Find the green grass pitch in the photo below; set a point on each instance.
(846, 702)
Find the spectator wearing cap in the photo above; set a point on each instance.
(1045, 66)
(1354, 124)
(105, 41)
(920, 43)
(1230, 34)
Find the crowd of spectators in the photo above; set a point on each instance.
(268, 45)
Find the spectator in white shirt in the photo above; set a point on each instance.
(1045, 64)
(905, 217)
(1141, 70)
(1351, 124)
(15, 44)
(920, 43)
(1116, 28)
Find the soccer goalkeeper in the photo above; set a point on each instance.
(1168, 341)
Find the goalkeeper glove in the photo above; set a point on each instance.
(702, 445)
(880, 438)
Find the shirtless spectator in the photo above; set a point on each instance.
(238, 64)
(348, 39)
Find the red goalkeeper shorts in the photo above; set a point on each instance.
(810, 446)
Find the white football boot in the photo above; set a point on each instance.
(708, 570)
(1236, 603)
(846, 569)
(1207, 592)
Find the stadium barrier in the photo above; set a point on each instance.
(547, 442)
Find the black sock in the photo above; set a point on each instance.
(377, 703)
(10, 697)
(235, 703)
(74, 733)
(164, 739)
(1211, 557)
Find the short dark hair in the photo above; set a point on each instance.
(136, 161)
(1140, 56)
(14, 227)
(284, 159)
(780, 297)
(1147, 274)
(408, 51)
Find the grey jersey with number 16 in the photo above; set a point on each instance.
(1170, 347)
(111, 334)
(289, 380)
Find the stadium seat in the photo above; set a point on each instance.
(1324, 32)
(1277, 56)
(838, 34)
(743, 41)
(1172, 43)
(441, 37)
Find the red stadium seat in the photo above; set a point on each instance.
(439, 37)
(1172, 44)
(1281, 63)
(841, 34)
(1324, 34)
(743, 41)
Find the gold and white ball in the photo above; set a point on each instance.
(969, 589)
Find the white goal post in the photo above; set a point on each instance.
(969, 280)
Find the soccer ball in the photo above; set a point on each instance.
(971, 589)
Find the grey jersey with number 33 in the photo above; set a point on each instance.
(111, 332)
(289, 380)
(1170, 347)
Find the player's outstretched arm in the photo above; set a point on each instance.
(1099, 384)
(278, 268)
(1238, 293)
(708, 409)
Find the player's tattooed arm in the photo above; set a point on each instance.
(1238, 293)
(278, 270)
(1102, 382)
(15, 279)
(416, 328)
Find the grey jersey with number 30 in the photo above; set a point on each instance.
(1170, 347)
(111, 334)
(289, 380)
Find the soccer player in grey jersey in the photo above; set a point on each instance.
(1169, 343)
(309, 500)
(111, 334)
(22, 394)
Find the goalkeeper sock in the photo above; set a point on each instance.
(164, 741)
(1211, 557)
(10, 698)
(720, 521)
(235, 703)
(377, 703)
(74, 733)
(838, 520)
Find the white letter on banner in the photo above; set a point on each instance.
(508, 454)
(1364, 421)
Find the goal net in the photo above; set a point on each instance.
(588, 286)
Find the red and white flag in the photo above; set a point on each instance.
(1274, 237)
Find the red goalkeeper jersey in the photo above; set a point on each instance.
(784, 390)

____

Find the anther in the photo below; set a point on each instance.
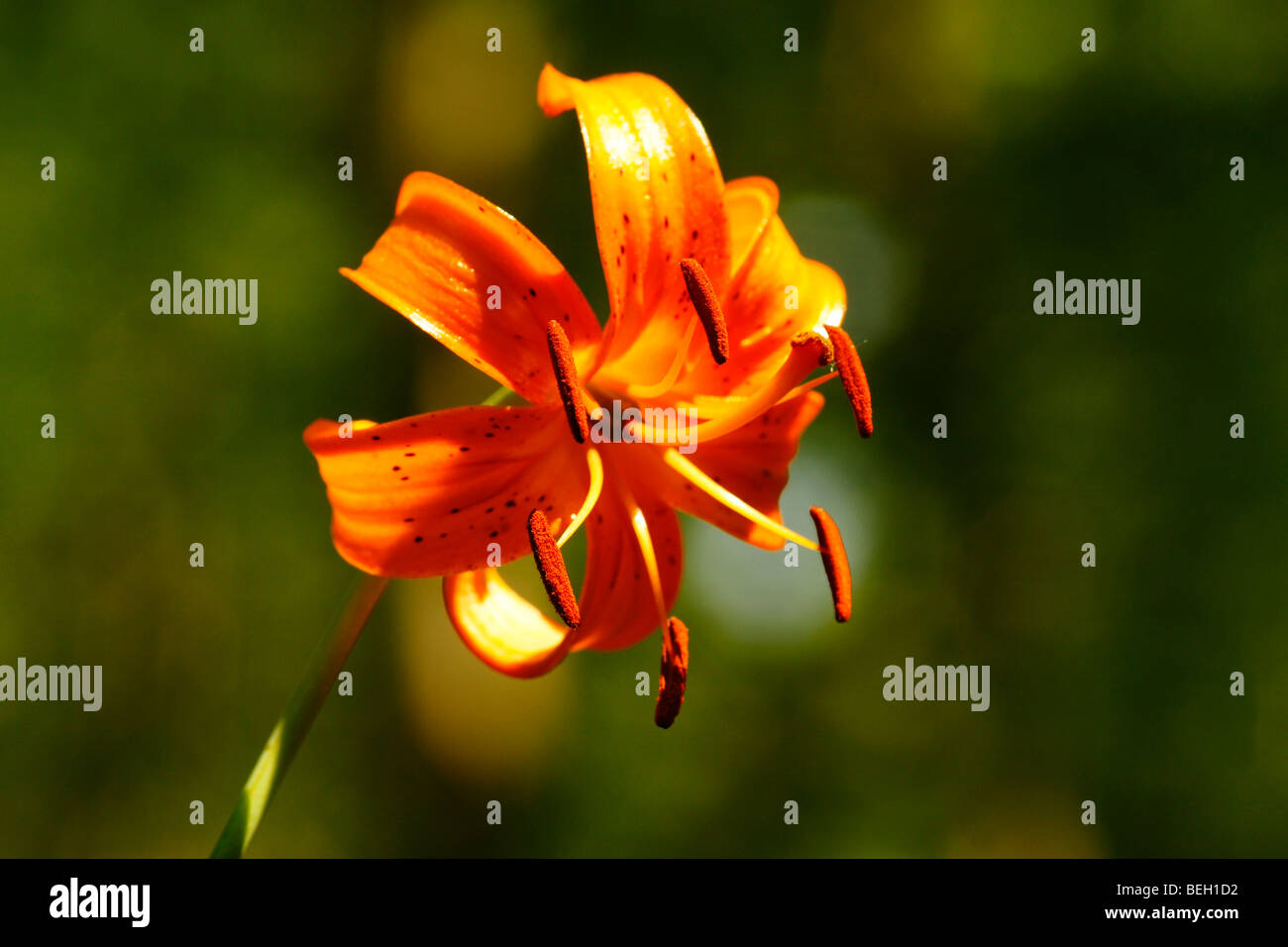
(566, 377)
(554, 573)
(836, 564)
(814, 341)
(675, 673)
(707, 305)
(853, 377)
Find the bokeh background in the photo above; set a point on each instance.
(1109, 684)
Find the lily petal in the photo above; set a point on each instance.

____

# [Required work]
Add 46 to every coordinate value in the stretch of lines from the one containing "Find the bokeh" through the one containing "Find the lily", and rewrite that entire stretch, and only that stretch, with the updated values.

# [Expected output]
Find the bokeh background in the photo above; set a point on each instance.
(1155, 730)
Find the lily petal in the photo above; set a point on each instance.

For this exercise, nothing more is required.